___ MATERIAL SHOWN ___

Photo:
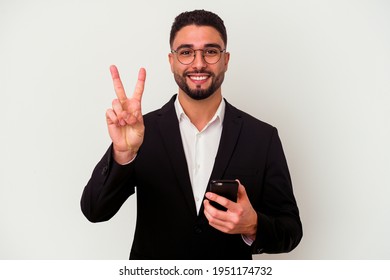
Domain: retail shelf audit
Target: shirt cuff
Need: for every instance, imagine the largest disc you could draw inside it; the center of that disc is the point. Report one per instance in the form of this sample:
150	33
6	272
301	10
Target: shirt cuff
126	163
248	241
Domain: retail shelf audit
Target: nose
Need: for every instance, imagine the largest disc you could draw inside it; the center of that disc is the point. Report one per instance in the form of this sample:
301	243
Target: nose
199	62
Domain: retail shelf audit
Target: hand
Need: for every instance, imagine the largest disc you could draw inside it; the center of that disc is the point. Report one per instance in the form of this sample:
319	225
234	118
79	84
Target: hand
125	122
240	217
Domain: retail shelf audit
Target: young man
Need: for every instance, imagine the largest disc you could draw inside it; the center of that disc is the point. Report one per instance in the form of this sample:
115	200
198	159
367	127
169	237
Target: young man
170	156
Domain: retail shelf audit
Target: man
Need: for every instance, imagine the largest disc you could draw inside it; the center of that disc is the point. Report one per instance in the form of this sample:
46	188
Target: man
170	155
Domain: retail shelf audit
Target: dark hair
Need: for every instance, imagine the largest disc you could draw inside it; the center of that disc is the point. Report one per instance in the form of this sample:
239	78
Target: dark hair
199	18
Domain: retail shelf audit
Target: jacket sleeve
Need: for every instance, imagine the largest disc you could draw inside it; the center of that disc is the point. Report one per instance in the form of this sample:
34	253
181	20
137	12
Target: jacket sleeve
108	188
279	227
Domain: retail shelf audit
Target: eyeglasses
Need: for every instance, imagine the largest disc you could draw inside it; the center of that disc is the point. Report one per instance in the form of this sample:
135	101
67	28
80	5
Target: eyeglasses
211	55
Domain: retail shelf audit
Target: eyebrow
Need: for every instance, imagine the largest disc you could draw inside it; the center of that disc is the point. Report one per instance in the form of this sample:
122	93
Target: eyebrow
205	46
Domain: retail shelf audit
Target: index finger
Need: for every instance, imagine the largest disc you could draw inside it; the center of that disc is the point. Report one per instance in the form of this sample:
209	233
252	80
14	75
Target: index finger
118	86
139	87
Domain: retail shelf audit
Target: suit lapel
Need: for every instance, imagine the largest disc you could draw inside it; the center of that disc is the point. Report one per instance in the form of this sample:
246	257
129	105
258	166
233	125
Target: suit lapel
230	133
170	132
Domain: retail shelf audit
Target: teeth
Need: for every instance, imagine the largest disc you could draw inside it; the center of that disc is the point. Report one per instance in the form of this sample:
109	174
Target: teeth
199	78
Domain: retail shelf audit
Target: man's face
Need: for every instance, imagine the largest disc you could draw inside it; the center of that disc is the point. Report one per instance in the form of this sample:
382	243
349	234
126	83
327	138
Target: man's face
199	80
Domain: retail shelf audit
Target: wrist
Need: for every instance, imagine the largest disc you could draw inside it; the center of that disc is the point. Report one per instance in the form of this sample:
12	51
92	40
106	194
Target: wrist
123	157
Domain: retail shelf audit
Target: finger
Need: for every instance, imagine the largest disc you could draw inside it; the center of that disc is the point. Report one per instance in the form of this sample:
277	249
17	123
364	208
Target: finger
118	86
220	200
139	87
111	117
117	108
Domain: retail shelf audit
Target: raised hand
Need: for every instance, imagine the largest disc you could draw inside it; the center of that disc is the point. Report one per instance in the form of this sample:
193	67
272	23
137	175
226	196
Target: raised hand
124	120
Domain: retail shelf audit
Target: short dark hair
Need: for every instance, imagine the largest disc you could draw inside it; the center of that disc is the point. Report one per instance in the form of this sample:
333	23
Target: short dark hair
199	18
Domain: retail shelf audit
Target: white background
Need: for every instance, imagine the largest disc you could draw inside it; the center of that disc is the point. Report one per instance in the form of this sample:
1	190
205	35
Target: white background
317	70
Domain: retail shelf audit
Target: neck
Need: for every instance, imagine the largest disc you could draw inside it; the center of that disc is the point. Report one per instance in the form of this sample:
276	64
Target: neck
200	112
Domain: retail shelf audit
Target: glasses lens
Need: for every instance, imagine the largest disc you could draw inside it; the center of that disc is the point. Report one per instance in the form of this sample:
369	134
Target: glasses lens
212	55
187	55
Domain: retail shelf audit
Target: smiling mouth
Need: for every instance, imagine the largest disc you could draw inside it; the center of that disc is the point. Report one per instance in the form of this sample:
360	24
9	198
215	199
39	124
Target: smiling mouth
199	78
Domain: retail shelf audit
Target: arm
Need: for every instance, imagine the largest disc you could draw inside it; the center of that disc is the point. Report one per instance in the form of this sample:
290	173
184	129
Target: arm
273	220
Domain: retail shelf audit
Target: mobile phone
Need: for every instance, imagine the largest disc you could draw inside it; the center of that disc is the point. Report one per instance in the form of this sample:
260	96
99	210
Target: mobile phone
225	188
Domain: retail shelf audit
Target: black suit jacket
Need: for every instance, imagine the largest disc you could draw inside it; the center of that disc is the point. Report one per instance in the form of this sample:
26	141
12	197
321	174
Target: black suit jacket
168	226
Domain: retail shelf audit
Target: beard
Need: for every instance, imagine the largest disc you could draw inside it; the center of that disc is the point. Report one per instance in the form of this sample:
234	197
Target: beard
198	93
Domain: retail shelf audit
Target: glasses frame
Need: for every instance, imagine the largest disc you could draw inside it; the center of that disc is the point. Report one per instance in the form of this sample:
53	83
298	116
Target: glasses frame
203	56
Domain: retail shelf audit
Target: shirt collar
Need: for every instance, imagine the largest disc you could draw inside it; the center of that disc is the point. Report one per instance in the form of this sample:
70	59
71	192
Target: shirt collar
219	114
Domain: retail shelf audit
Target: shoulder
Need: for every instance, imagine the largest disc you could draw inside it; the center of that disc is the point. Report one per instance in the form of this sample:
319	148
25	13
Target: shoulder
248	120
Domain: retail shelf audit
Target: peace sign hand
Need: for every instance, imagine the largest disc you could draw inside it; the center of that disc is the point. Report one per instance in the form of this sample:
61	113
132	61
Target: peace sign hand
125	122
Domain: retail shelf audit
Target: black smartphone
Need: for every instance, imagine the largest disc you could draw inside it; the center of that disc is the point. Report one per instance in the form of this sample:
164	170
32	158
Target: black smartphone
225	188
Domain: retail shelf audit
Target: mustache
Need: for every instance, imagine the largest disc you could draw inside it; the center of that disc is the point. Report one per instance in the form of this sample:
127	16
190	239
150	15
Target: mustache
186	73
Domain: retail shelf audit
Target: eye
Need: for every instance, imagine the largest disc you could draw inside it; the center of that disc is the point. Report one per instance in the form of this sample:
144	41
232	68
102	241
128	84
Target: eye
211	52
186	52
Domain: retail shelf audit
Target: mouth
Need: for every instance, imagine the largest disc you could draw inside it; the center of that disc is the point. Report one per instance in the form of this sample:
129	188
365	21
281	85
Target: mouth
198	78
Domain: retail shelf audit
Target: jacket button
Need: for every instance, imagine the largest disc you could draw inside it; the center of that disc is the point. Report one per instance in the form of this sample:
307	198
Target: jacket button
197	230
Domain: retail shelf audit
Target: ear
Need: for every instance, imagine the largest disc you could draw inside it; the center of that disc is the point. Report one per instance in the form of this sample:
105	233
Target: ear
170	59
226	58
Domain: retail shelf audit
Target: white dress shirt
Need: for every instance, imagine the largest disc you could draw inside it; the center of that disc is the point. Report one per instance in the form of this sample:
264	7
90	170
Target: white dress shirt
200	148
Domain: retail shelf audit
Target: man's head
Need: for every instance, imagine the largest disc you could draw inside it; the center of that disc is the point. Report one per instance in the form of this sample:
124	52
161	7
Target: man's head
199	18
198	55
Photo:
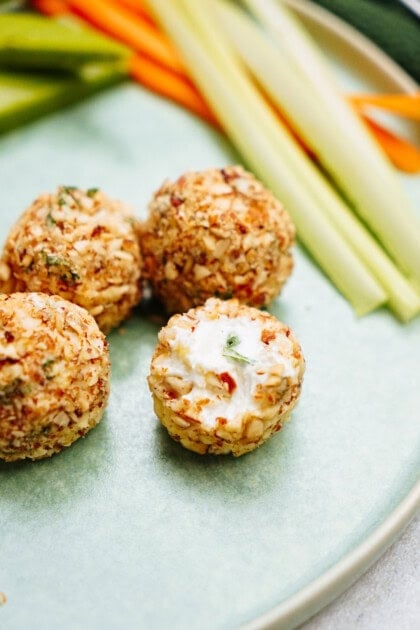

___

TASK DIRECTIONS
Return the records exactly. Don't carry the pictures over.

TASK OUTPUT
Photo:
Domain: retail shelf audit
Target: shirt cuff
Need: for every instance, imagine the largest disc you could draw inside it; the center of that disc is the point. Report one per instance in the form of this sample:
150	33
6	272
301	10
Target: shirt cuff
126	163
248	241
Domain: retail shelf audit
Target: nose
Need: for every instance, imagine the largest disc you could draw inside it; the center of that disc is the point. Report one per instance in the form of this sample:
301	243
Target: nose
199	62
Domain: retail shelf audit
Target: hand
Need: for every instance, imagine the largest disc you could draw inside it; the center of that disc is the point. Report one per instance in the form of this sample:
319	225
234	118
79	84
Target: hand
125	122
240	217
Domain: retail shelf audit
Target: young man
Need: for every instance, imagine the largest disc you could draw inside it; the center of that disc is the point. Report one per instance in the form of this sample:
115	200
198	159
367	127
169	237
Target: young man
170	156
Domain: retail shelf audit
Target: man
Need: for every instance, imagine the largest disc you could draw inside it; the center of that disc is the point. Report one per instance in the form of this sample:
46	188
Target: man
170	155
Domain: retail shelf audit
Target: dark hair
Need: for every instance, imagine the largest disc you could draw inside it; the center of that disc is the point. Report one per instance in the form of this sample:
239	78
Target: dark hair
199	18
Domain: retail shelf audit
Target: jacket sleeve
Need: for every instance, imagine the largest disc you could draw inside it; the center of that disc is the point. Report one per instance in the form of this sample:
34	253
181	20
137	12
Target: jacket sleeve
108	188
279	227
Domain: retail shelf audit
Target: eyeglasses
Need: for every instance, imagine the largest disc you could draw inside it; the center of that disc is the point. Report one per instance in the form of this sample:
135	101
67	28
80	5
Target: eyeglasses
211	55
Domain: retail shelf audit
Target: eyebrow
Need: for every instance, imagine the largest disc you could draw inside it; the center of that disc is the point. Report one per instance in the form of this sample:
122	93
Target: eyebrow
205	46
Domain: retail shelf audit
Target: index finger
Need: for every instance, imagine the largest disc you could draw inside it; the center of that disc is the point. Report one per instance in the form of this sample:
209	233
252	80
14	75
Target: index finger
118	86
139	87
Domain: retail shelf audit
Target: suit lapel
Need: for every instance, imagine the largest disc you could draw inside it; the center of that disc is the point. Report one per instance in the form of this sample:
246	257
129	105
258	166
233	125
Target: suit lapel
230	133
170	132
Domain: retail shelf audit
Target: teeth
Need: for every instance, imagine the largest disc you could draw inside it; the center of that disc is the point. Report one per instance in the form of this sample:
109	174
Target: teeth
199	78
Domain: retail shelf audit
Target: man's face
Need: for every instance, imagine the largest disc you could draw inside it; the center of that disc is the point. Report one per instance in the form of this sample:
382	243
349	234
126	83
327	138
Target: man's face
199	80
Domain: retail shelf audit
Target: wrist
Need: for every instance, imagine the largest disc you could draw inside it; the center of that disc is the point. Report one per instance in the form of this sample:
12	51
92	40
106	194
Target: wrist
123	157
Domain: retail shelf audit
Target: finger
Need: for every instance, imagine the largest disc you could draw inside it; the center of that disc is the point. Report one per instance in the form of this sample:
277	249
17	123
364	208
Target: finger
118	86
220	200
139	87
111	117
117	108
Domain: retail shelf audit
Target: raised hand
Need: for every instance, imagine the largest disc you could draw inside it; the center of that disc is the point. Report one per instance in the form of this sample:
193	67
272	23
137	175
226	196
Target: raised hand
124	120
Domain: retail shelf audit
Target: short dark hair
Need: for every instance, imagine the largest disc you could draw inside it; the center of that disc is the point. Report one per instance in the form of this sample:
333	23
Target: short dark hair
199	18
Domain: retail shelf audit
Target: white background
Need: for every instance, imagine the largest disc you could draw inside it; the center of that disc is the point. Report one per instance in the form of this sample:
1	190
205	35
Target: white background
317	70
Domain: retail shelf audit
Target: neck
Need: for every instance, imagine the largest disc you could draw inside it; the center of that disc is the point. Report one per instance in the form of this sample:
276	64
Target: neck
200	112
Domain: retail shelf audit
Target: glasses lens
Need: for every instance, imagine the largest disc you could draw inside it; the center of that disc is the point. Report one per instance in the form of this sample:
369	134
Target: glasses lens
212	55
187	55
Domain: retail shelf audit
Target: smiling mouth
Need: for every instance, imagine the largest disc you could draw inside it; the center of that disc is the point. Report one per instance in the form of this sample:
360	24
9	198
215	199
39	124
Target: smiling mouth
199	78
Domain: retail shelf audit
Target: arm
Need: for every instance, imagine the largest disc you could draw inside it; the center of that disc is the point. Report one per instance in the form of this sample:
290	173
184	129
Target: arm
273	220
Domain: retail shelf audit
Target: mobile phone
Need: for every instance, imagine the largest disc you could draw inside it; the center of that disc is the point. Report one per instance in the form of this sample:
260	96
99	210
Target: mobile phone
225	188
Domain: retail shelf audit
Target: black suit jacket
Need: for every instance, imagine the largest disc you could draw inside it; the center of that disc is the point. Report one per instance in the form of this sample:
26	141
12	197
321	174
Target: black suit jacket
168	226
Domain: retail shelf audit
Target: beard
Need: for every instance, imagine the largest disc you could draw inside it; the center of that disc is the point. Report one per instance in the form of this sample:
234	197
Target: beard
198	93
Domain: retail shelf audit
Target: glasses frame
Need: for every instance, imagine the largest disc you could draw inside it; the center of that disc is the point. Report one per instance in the form of this sample:
53	83
298	116
Target: glasses frame
203	56
Domain: retail shelf audit
Target: shirt collar
Need: for every instance, imagine the largest disc you could draw inside it; the center of that disc is the point. Report one per instance in the form of this sample:
70	59
71	192
Target: shirt collar
219	114
Domain: retail shelf audit
Target: shoulder
Need: for every instance, imagine the largest disc you could draw inside it; the center of that disc is the point. Report one per instance in the form of this sample:
319	148
25	13
Target: shoulder
248	120
Domain: retail shelf audit
Target: peace sign hand
Need: for every instance, imagine the largest disc you could draw inside it; the center of that disc is the point. Report one per instance in the form of this sample:
61	113
132	61
Target: peace sign hand
125	122
Domain: retail shelf audit
Target: black smartphone
Need: for every instance, imagine the largest disc you could draw inside it; the center of that disc is the point. Report one per instance in the form of this sample:
164	170
32	158
Target: black smartphone
225	188
Domain: retail shelf audit
Target: mustache
Need: for every instance, imagine the largest disc you could draw inside it; the center of that disc is the point. Report one per instance in the form of this sample:
127	16
190	239
150	15
Target: mustache
186	73
Domain: retail shelf audit
Target: eye
Need: for every instance, imagine the largest disc you could draw inside it; the center of that disc is the point. Report one per instance in the form of this sample:
144	41
232	68
102	241
128	84
Target: eye
211	52
186	52
Domain: retail shelf audit
Target: mouth
Need: for every instance, imagine the largest disc you could draw inside it; the center of that disc is the point. Report one per instance in the form of this sample:
129	188
365	21
281	85
Target: mouth
198	78
Domain: retail shelf audit
Target: jacket button
Need: for every instance, imagine the largest disc you could draw inside it; the center of that disc is the point. Report one per instance in the form of this sample:
307	198
Target: jacket button
197	230
Domain: retail shelf audit
Target: ear
Need: for every instance, imagine the largest disc you could draw inside it; the center of that disc is the point. Report one per instance in the form of this sample:
105	233
Target: ear
170	59
226	58
Domain: retail shelf audit
Target: white dress shirt
Need: for every instance, imagine the largest disc you could draw inside it; the center of that disc is the point. Report one per instance in the form of this sample:
264	7
90	170
Target: white dress shirt
200	148
Domain: retail shelf audit
Target: man's head
Need: for every instance, imagine the largest disc you could draw inside it; the center of that disc is the point. Report one per instance in the form of this sample:
124	52
161	7
Target: man's head
199	18
198	55
Photo:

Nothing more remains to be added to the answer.